* [Extracted material]:
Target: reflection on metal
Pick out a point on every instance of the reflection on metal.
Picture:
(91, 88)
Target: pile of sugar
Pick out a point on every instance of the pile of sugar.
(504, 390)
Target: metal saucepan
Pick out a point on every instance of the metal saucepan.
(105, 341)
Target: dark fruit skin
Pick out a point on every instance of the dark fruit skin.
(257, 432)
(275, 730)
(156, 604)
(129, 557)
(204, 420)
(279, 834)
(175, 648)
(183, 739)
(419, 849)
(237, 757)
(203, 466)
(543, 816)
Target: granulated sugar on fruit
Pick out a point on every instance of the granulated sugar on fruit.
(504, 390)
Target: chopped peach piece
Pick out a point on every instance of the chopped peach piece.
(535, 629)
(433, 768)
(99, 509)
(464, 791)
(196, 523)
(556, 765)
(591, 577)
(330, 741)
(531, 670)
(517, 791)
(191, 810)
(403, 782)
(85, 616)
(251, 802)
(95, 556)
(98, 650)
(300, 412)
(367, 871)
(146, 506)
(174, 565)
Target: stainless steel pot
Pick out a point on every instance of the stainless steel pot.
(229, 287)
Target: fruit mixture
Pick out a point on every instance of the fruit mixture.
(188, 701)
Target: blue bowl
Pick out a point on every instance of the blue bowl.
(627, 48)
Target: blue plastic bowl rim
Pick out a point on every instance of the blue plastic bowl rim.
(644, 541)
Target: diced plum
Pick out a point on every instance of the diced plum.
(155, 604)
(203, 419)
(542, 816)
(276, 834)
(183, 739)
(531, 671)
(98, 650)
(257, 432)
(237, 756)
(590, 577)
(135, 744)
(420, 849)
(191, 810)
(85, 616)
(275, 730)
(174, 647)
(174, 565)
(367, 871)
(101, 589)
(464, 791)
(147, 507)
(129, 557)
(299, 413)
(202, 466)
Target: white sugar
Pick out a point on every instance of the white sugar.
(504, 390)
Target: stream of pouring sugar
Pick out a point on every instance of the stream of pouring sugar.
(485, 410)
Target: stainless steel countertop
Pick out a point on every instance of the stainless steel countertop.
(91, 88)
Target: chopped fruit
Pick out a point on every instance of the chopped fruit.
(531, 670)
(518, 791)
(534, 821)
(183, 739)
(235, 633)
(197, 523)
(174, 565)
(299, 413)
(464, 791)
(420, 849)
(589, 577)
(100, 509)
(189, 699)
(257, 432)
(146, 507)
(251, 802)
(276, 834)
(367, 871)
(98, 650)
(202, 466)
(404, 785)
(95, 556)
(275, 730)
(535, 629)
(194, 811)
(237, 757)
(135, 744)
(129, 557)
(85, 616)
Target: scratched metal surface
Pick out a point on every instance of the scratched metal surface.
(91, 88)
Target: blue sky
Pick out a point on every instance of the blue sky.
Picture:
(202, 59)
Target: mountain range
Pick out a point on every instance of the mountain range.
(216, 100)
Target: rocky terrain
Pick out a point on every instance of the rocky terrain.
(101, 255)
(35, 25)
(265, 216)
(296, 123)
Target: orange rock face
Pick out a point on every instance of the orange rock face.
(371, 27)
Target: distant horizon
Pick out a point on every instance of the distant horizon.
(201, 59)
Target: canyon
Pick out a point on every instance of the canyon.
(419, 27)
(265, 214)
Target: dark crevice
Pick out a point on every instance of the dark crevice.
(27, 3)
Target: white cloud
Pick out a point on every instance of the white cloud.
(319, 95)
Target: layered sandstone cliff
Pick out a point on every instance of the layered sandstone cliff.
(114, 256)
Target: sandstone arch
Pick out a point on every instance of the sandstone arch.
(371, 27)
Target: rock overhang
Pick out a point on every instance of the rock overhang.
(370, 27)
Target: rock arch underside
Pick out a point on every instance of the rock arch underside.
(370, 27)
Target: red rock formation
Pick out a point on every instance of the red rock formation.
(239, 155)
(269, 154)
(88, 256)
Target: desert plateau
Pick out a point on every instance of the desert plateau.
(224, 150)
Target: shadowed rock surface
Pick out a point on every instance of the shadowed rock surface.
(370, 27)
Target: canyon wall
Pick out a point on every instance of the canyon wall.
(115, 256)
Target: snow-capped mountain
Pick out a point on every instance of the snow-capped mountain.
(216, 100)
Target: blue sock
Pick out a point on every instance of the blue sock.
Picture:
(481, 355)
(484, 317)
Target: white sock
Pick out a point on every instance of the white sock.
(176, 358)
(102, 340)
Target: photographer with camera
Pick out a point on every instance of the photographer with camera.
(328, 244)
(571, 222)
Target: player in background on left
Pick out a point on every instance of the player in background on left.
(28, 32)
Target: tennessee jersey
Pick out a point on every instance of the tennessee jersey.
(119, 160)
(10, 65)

* [Written task]:
Offset every coordinate by 99 and rewrite the records from the line containing "Target: photographer with camera" through the end of the records, inclusive, keeping each request line unchanged and adding 99 to both numbers in every point.

* [Finished exercise]:
Target: photographer with camera
Pick out a point on every instance of the photographer with camera.
(427, 343)
(670, 321)
Target: player in background on left
Pick out a point on every instance of the player in background on left.
(127, 131)
Target: tennessee jersey
Pick out a point on every instance of the tennessee jersey.
(218, 259)
(109, 164)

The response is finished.